### AIM OF THE TASK:
Rescale the lines below: write every one out again in full, multiplying each bounding box coordinate by 0.35 and rounding to whole numbers, with halves going up.

### DATA TO PROCESS:

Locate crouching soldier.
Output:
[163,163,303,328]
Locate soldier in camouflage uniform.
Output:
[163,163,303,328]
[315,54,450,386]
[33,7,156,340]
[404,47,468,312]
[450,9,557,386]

### RESULT FOR THIS EXERCISE:
Locate crouching soldier.
Output:
[57,57,106,115]
Locate soldier in camouflage uniform.
Output:
[57,57,106,115]
[110,19,158,135]
[12,2,55,119]
[141,16,164,109]
[158,3,195,135]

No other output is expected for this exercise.